## Requirement
Copy the entries without a single change. Pictures should be dropped.

*** Opening Excerpted records ***

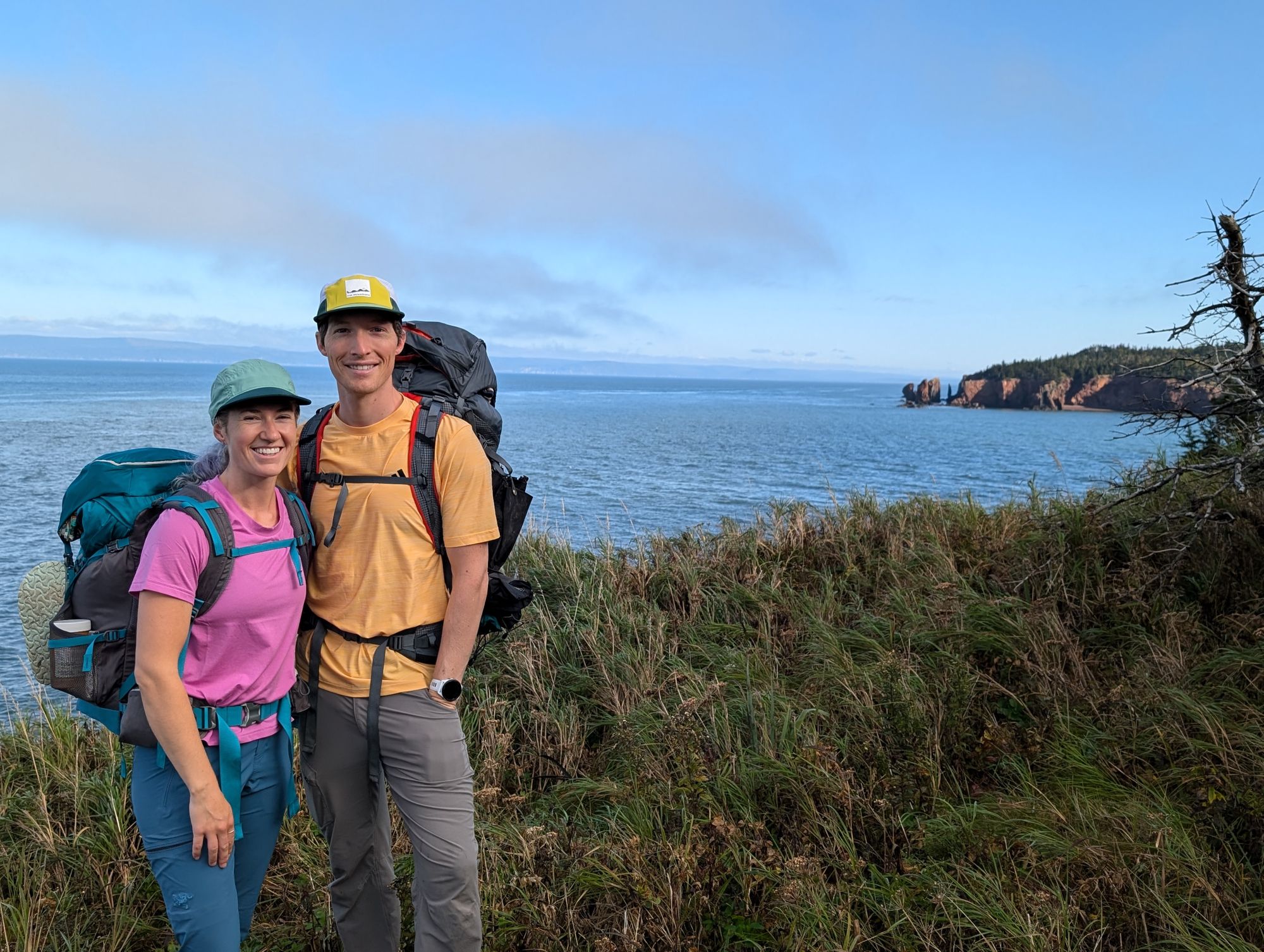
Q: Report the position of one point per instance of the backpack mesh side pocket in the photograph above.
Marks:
(88, 666)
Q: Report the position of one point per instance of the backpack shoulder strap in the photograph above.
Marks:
(425, 430)
(309, 453)
(214, 522)
(301, 525)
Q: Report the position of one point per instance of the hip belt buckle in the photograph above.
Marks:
(252, 714)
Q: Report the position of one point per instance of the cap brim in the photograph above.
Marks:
(358, 309)
(265, 394)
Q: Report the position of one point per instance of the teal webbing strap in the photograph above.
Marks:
(231, 753)
(231, 766)
(291, 544)
(288, 724)
(73, 643)
(203, 509)
(108, 717)
(308, 523)
(298, 563)
(184, 650)
(264, 547)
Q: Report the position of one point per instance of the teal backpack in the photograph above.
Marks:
(109, 511)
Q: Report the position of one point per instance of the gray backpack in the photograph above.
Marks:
(446, 370)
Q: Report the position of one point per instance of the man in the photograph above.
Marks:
(380, 712)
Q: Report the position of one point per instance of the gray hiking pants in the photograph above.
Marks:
(425, 763)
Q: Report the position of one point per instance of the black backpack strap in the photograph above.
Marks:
(199, 504)
(309, 453)
(425, 430)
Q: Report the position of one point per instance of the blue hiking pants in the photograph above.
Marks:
(210, 908)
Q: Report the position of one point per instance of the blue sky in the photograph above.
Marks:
(925, 188)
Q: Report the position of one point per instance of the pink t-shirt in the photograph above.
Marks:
(243, 648)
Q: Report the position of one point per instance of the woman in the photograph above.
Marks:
(236, 663)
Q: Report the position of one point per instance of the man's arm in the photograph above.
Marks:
(465, 611)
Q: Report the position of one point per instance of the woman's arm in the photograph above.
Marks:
(162, 628)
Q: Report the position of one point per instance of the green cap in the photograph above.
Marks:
(248, 381)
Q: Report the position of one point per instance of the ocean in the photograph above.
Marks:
(606, 457)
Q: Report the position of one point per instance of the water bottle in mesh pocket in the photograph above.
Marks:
(88, 664)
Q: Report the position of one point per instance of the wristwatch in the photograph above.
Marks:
(447, 688)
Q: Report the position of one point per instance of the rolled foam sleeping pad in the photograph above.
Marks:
(40, 597)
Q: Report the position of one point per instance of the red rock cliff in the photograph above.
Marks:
(1126, 394)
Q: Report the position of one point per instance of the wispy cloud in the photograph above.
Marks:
(449, 209)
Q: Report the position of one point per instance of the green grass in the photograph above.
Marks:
(925, 725)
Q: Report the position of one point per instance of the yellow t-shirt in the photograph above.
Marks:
(382, 573)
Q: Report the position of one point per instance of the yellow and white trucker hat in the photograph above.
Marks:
(357, 293)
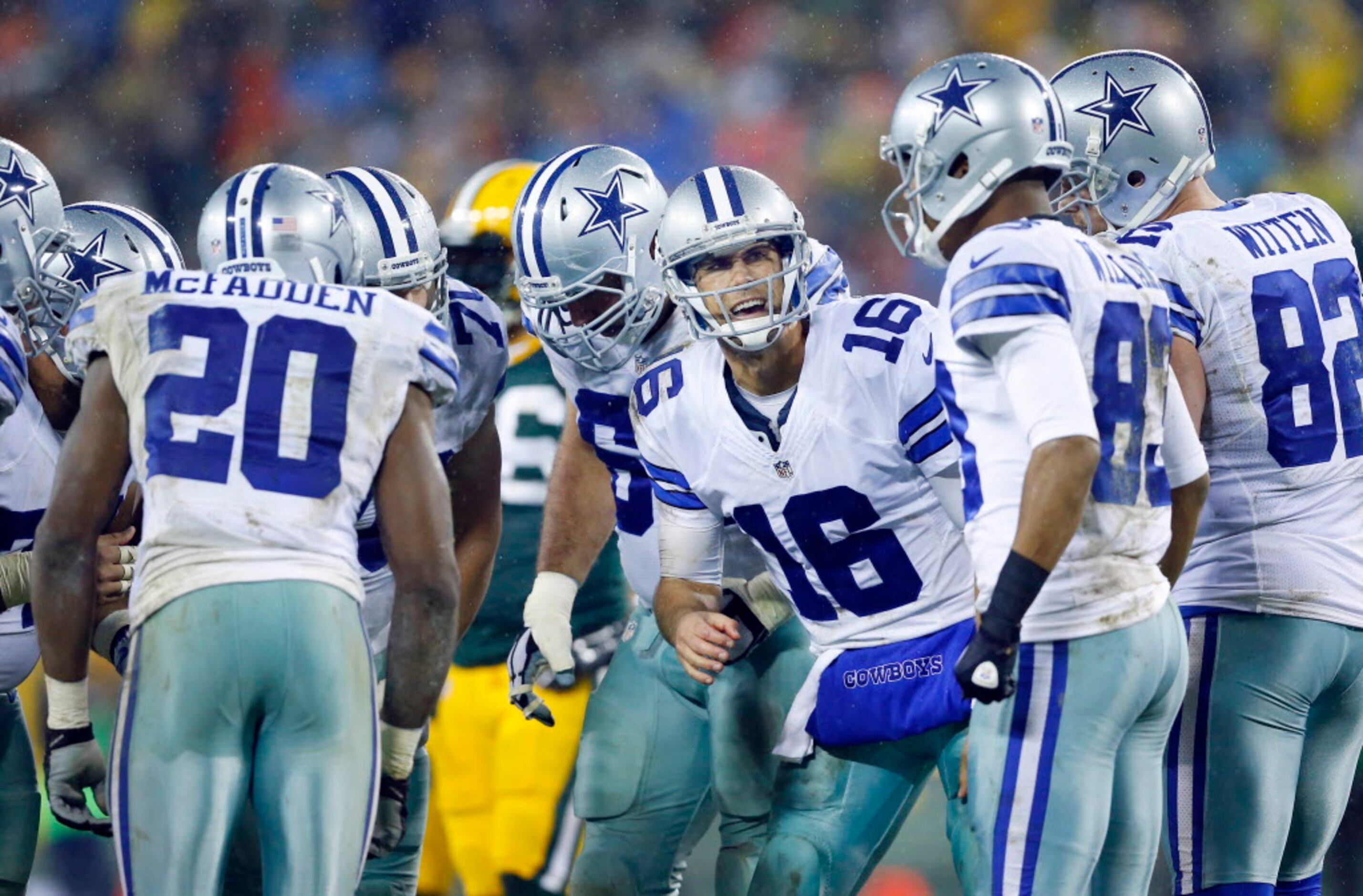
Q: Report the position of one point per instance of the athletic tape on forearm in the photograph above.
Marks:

*** Closing Excerpted records ***

## Answer space
Q: Report the position of one point per instance of the backpack mesh side pocket in the photograph above.
Marks:
(88, 666)
Q: Report the position of one point per instance of the backpack shoulder strap in the photograph above.
Marks:
(425, 430)
(309, 453)
(214, 522)
(301, 525)
Q: Report the position of one point per instance of the hip belt buckle in the photograph above.
Marks:
(252, 714)
Q: Report the position of one point per instance of the cap brim in the photograph above.
Marks:
(358, 309)
(265, 394)
Q: Report the position of one point per instance of the teal webbing strap in the photograph above.
Marks:
(231, 753)
(231, 766)
(291, 544)
(288, 724)
(73, 643)
(203, 509)
(108, 717)
(308, 523)
(298, 563)
(184, 650)
(264, 547)
Q: Report the position of one point per instance of the teal backpack in the photograph above.
Marks:
(109, 511)
Q: Report the position of one point per instance of the gray backpack in the photograph above.
Marks:
(446, 370)
Q: Report the position of one point per instance of the man in the photograph above.
Marks:
(380, 712)
Q: Report the position of one point per instance of the gray hiking pants in the photograph above.
Marks:
(425, 763)
Q: Report the position of one point per instance of the black backpack strap in the photograph above.
Marks:
(199, 504)
(309, 453)
(425, 430)
Q: Report the position of one point per instance of the blue hiking pants in the photograph above.
Marks:
(210, 908)
Q: Report the position of one point per instance of the blue sky in the photograph above.
Marks:
(925, 188)
Q: Report the position of one point per instance of the pink t-shirt in the photograph above.
Marks:
(243, 648)
Q: Report the position of one point per instance of the woman in the photograph above.
Marks:
(236, 663)
Q: Report the position of one point per instance of the man's arm in the photograph above.
Marks:
(465, 611)
Q: Report the position of one point per instance of the woman's arm in the photograph above.
Marks:
(162, 628)
Q: Report the position of one point per instance of the green cap in the photograph above.
Marks:
(248, 381)
Q: Report the position of one point per instance of the ocean in the photograph above.
Marks:
(606, 457)
Q: Report the position of one point per instance of the water bottle in mesh pocket in the photograph above.
Marks:
(88, 664)
Q: Report the position of one point per instance of the wristwatch in the photograph above.
Marks:
(447, 688)
Q: Report the position of one point per instance of the rolled foam sleeping pad in the photograph above.
Marks:
(40, 597)
Q: Report the position of one point per instance of the red rock cliff in the photograph above.
Marks:
(1126, 394)
Q: Report the position of one point per instance of the wispy cloud in the photograph above.
Marks:
(449, 209)
Q: Report the position of one point per instance of the green grass in the photograph above.
Marks:
(925, 725)
Q: Report the position of one point per instance of the yellow t-shirt in the photograph above.
Marks:
(382, 573)
Q: Report the position of one point per instance of the yellow and white trucker hat in the photograph above.
Marks:
(357, 293)
Q: Report the position of one point per instance of the athletic tape on forearm in the photograph above.
Marks:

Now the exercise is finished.